SELECCIÓN –
──────────────────────────────
Pero hay algo más: el desconocimiento vital de quienes si creemos saber lo que significa la palabra. Muchos hablamos de encarnación, citamos frases preciosas de la tradición cristiana, ponemos el Belén, cantamos villancicos e incluso “adoramos” al Niño. Y, sin embargo, renegamos de lo que la vida nos va trayendo, chocamos contra nuestros propios errores o debilidades (que no es lo mismo), desconfiamos de cuanto contraríe nuestras expectativas, desvalorizamos nuestro cuerpo y nuestros supuestos dones, nos sentimos superiores o inferiores a quienes tenemos al lado, nos venimos abajo con frecuencia porque no vemos claro el futuro o se nos acaban los motivos para la esperanza en algunas relaciones, proyectos, deseos…
Encarnación
En fin, el listado podría continuar. Ansiamos lo que no somos ni tenemos. Culpamos a la vida, a Dios, al universo, de lo que según nuestros parámetros no debería ser así. Creemos que seríamos mejores personas y más felices si fuéramos más exitosas, guapos y guapas, listos e influencers. O lo que es lo mismo, aunque se vuelque en otro ámbito: más santos, más plenos, más justos, más perfectos… menos faliblemente humanos.
──────────────────────────────
Responde estas preguntas sobre el texto acerca de la encarnación:
1. Además de cantar villancicos, ¿qué se dice que ponemos?
2. ¿A qué o a quién se culpa de lo que, según nuestros parámetros, no debería ser así?
3. ¿Qué dos cosas señala el texto entre paréntesis que no son lo mismo?
Los registros proceden de una fuente distinta a la de la selección.

REGISTROS DEL CONJUNTO –
──────────────────────────────
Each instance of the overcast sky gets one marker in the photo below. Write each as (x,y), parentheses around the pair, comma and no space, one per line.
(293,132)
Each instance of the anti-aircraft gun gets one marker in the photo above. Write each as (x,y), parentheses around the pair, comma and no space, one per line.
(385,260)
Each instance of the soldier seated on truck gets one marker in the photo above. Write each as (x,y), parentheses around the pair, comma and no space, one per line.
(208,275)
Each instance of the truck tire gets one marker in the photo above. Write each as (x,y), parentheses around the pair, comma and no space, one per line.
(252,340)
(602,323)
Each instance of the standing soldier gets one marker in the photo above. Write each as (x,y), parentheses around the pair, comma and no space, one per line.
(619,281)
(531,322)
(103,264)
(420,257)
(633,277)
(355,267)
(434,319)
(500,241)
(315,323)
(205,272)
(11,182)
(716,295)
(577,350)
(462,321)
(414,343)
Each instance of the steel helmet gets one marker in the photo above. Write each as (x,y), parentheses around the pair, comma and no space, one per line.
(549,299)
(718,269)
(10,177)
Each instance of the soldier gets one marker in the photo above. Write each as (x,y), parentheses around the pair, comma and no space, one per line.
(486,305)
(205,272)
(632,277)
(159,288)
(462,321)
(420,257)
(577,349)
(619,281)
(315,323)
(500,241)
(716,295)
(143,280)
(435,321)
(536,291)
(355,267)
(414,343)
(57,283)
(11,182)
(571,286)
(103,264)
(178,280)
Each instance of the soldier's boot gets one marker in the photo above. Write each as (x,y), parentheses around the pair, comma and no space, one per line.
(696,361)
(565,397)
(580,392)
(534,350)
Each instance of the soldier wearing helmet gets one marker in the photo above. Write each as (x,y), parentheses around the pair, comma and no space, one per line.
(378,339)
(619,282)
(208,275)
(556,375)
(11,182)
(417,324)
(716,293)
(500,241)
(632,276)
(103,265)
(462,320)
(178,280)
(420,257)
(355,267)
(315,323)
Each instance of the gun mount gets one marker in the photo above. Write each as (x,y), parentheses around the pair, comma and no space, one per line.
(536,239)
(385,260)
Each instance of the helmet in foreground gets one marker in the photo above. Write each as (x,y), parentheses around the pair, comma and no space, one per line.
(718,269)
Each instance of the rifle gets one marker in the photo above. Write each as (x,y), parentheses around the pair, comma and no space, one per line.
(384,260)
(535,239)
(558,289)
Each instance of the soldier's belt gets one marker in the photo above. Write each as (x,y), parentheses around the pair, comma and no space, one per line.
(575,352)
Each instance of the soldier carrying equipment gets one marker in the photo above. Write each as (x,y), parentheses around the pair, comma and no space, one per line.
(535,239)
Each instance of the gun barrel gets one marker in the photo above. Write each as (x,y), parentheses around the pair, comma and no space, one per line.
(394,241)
──────────────────────────────
RESPUESTA ESPERADA –
1. Ponemos el Belén.
2. Se culpa a la vida, a Dios y al universo.
3. Nuestros propios errores y nuestras debilidades.